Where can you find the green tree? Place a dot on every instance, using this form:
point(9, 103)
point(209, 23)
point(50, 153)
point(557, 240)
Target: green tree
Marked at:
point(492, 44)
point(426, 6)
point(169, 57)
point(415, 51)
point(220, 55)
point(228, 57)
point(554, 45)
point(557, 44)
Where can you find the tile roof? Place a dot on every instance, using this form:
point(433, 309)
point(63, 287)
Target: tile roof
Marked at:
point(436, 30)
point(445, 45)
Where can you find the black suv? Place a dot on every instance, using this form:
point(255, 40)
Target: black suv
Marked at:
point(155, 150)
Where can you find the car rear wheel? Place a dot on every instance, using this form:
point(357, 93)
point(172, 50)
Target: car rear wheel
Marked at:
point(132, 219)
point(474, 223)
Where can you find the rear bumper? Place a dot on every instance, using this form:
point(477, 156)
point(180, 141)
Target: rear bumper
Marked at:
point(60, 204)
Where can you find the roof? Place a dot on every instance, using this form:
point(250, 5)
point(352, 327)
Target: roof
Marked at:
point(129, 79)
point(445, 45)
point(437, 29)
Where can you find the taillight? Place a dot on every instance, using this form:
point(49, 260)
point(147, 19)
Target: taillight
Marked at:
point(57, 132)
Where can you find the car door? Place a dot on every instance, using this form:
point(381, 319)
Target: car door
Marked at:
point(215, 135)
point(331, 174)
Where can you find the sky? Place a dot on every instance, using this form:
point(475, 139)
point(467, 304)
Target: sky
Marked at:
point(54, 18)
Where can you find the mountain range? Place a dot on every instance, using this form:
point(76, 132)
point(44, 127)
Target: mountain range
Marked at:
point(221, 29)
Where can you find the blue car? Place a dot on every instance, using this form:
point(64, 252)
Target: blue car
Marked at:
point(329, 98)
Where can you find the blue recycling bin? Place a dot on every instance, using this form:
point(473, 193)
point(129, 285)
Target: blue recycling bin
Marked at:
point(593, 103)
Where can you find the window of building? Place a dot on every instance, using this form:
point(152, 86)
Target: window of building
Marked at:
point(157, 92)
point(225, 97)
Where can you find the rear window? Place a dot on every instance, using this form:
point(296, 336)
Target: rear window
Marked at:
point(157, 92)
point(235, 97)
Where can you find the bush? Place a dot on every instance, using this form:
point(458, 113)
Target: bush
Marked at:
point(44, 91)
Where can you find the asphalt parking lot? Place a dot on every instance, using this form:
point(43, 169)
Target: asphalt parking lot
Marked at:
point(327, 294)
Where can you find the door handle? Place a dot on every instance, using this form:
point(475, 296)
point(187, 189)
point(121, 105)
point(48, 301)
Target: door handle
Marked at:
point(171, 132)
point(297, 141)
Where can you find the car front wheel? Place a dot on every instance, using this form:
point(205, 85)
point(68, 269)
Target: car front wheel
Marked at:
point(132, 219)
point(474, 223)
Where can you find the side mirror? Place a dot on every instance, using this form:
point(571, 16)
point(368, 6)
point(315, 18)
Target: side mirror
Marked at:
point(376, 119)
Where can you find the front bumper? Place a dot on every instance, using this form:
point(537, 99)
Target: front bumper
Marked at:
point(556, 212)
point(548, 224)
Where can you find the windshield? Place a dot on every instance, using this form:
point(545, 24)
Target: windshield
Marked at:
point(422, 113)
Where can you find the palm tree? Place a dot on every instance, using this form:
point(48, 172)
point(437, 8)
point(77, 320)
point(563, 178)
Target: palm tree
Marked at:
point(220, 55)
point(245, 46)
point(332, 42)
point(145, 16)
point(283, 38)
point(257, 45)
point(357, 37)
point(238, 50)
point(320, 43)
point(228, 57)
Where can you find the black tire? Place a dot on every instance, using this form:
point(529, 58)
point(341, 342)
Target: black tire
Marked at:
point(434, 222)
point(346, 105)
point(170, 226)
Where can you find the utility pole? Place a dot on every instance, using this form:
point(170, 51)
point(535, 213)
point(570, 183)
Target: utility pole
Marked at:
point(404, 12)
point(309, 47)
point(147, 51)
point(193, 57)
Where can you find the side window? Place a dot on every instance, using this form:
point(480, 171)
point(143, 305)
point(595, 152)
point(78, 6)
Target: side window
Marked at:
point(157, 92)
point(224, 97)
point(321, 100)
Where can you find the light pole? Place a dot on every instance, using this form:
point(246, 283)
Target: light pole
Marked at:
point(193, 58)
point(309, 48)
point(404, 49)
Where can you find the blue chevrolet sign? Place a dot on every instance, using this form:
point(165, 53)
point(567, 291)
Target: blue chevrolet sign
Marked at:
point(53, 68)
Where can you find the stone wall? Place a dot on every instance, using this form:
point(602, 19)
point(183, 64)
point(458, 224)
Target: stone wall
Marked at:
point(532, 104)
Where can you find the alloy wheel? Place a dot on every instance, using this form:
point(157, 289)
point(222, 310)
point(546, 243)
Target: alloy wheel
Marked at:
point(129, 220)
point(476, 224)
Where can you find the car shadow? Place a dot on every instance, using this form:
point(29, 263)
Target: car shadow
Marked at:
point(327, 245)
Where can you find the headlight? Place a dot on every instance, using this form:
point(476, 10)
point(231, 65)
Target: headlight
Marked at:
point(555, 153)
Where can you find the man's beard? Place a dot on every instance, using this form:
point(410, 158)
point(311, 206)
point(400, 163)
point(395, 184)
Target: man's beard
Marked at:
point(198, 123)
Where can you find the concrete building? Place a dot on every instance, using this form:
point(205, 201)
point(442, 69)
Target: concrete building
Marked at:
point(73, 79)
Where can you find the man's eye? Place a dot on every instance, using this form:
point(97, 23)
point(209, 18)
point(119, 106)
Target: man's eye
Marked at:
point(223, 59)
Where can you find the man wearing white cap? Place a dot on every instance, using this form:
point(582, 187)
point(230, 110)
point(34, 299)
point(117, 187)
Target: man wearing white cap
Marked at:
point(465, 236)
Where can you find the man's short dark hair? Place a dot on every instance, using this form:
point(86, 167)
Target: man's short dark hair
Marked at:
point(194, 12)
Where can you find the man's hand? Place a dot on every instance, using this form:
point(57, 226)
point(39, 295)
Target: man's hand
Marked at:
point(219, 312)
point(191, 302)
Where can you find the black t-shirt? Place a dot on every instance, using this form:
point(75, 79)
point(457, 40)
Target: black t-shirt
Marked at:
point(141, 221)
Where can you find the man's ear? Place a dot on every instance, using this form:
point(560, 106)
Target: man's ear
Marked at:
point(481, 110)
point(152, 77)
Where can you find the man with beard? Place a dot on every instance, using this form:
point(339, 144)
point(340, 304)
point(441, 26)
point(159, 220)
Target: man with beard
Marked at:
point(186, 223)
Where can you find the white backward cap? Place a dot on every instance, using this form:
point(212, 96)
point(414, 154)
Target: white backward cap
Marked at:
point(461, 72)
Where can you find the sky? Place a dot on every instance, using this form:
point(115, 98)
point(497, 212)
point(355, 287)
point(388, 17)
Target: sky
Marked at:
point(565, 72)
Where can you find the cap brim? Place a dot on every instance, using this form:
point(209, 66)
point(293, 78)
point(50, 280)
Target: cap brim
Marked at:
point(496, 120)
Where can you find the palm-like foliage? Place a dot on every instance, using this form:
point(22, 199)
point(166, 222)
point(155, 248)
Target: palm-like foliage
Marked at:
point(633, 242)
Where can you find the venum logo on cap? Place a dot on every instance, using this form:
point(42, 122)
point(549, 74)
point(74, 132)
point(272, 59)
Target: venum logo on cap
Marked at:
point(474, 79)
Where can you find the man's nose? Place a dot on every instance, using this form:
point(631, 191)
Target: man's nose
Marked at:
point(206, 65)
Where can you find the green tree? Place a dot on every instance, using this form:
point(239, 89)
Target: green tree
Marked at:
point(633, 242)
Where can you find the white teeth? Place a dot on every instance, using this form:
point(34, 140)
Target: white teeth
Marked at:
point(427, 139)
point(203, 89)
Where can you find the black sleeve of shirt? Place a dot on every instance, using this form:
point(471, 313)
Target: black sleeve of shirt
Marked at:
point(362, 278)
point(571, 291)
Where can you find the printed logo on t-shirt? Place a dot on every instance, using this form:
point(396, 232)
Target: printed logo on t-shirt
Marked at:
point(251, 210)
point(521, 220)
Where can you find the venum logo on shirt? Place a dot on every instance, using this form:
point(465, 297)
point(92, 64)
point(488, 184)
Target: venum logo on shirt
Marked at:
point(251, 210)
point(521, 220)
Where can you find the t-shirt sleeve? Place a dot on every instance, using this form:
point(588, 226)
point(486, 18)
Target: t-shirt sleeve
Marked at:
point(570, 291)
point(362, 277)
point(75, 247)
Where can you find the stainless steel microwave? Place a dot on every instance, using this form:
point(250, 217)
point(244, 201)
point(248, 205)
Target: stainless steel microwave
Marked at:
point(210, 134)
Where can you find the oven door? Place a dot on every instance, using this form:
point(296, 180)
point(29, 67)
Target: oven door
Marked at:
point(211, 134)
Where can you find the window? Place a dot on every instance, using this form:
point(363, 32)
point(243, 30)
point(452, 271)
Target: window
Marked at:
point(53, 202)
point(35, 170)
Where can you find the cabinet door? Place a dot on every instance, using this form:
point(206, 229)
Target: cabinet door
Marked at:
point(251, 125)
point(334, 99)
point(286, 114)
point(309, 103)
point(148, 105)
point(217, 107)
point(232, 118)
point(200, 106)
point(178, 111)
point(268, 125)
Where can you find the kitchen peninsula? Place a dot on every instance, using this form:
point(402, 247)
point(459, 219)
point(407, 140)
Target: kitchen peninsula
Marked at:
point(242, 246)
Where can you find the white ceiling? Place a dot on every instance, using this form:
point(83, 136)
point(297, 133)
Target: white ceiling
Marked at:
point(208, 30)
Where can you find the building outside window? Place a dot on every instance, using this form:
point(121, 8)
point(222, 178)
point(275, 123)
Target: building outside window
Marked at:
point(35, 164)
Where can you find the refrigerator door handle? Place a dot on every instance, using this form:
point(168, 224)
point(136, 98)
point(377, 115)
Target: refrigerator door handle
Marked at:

···

Problem description – Write out each line of the data that holds the string "taillight".

Response to this exercise –
Where can you find the taillight? Place a dot on every instance, using this form:
Target: taillight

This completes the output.